Stored data entries:
···
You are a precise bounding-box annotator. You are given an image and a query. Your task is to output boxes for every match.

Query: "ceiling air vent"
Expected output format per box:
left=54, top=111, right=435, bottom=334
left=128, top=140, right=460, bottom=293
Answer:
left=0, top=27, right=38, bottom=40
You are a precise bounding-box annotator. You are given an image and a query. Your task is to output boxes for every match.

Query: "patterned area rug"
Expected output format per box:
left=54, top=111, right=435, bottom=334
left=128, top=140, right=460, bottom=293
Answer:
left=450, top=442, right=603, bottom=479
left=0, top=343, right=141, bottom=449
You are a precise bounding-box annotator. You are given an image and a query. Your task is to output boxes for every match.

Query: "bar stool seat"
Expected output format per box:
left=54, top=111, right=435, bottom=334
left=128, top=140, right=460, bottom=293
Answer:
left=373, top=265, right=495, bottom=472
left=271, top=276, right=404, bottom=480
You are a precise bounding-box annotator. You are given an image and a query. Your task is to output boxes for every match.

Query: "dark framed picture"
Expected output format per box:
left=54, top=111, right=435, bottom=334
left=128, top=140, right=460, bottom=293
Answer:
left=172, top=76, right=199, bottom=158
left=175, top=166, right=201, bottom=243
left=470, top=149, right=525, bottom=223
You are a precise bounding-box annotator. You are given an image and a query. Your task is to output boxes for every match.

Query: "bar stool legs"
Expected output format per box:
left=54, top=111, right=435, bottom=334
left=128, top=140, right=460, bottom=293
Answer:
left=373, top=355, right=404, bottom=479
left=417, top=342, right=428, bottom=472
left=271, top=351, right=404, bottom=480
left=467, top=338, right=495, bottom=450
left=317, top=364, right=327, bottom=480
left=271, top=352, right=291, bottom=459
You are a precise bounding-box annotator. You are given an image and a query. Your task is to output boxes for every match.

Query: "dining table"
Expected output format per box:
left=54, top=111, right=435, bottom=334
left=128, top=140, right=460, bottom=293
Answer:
···
WHAT THE TASK REQUIRES | Restate all of the data above. Match it word for word.

WRITTEN ANSWER |
You are a precise bounding-box annotator. You are given an image and a query. Your task is to output boxes for every match.

Query: "ceiling air vent"
Expected output format per box:
left=54, top=111, right=435, bottom=334
left=128, top=140, right=460, bottom=293
Answer:
left=0, top=27, right=38, bottom=40
You are a precise bounding-box annotator. You are given an image and a query. Your task is to output boxes for every match.

Query: "patterned area rug"
Expected output format per box:
left=54, top=111, right=435, bottom=334
left=128, top=140, right=460, bottom=293
Answer:
left=450, top=442, right=603, bottom=479
left=0, top=343, right=141, bottom=449
You are a precise bounding-box annotator. You are given an image and a query. Your task is to output boxes for every match.

Query: "bar stool seat"
Expected output format per box:
left=54, top=111, right=435, bottom=334
left=128, top=140, right=460, bottom=293
Answer:
left=373, top=265, right=495, bottom=472
left=271, top=276, right=404, bottom=480
You are a precise bounding-box annotator. You are given an image and a query. Your task is to output boxes for every match.

Query: "dark framed picture"
Expected output format per box:
left=54, top=111, right=435, bottom=334
left=128, top=140, right=460, bottom=293
Answer:
left=172, top=76, right=199, bottom=158
left=175, top=166, right=201, bottom=243
left=470, top=149, right=525, bottom=223
You are a precise bounding-box annotator. You are given an image and a query. Your task is to output boxes for every match.

Query: "bar stool legs"
Expected output format per box:
left=54, top=111, right=435, bottom=334
left=128, top=140, right=460, bottom=293
Answer:
left=373, top=355, right=404, bottom=479
left=417, top=342, right=428, bottom=472
left=271, top=351, right=404, bottom=480
left=467, top=338, right=495, bottom=450
left=317, top=364, right=327, bottom=480
left=271, top=352, right=291, bottom=459
You are a precise bounding-box annotator. You are given an image and a query. Your task is to output boxes for every match.

Query: "dining table"
Expected output format per box:
left=54, top=111, right=435, bottom=334
left=128, top=140, right=460, bottom=293
Answer:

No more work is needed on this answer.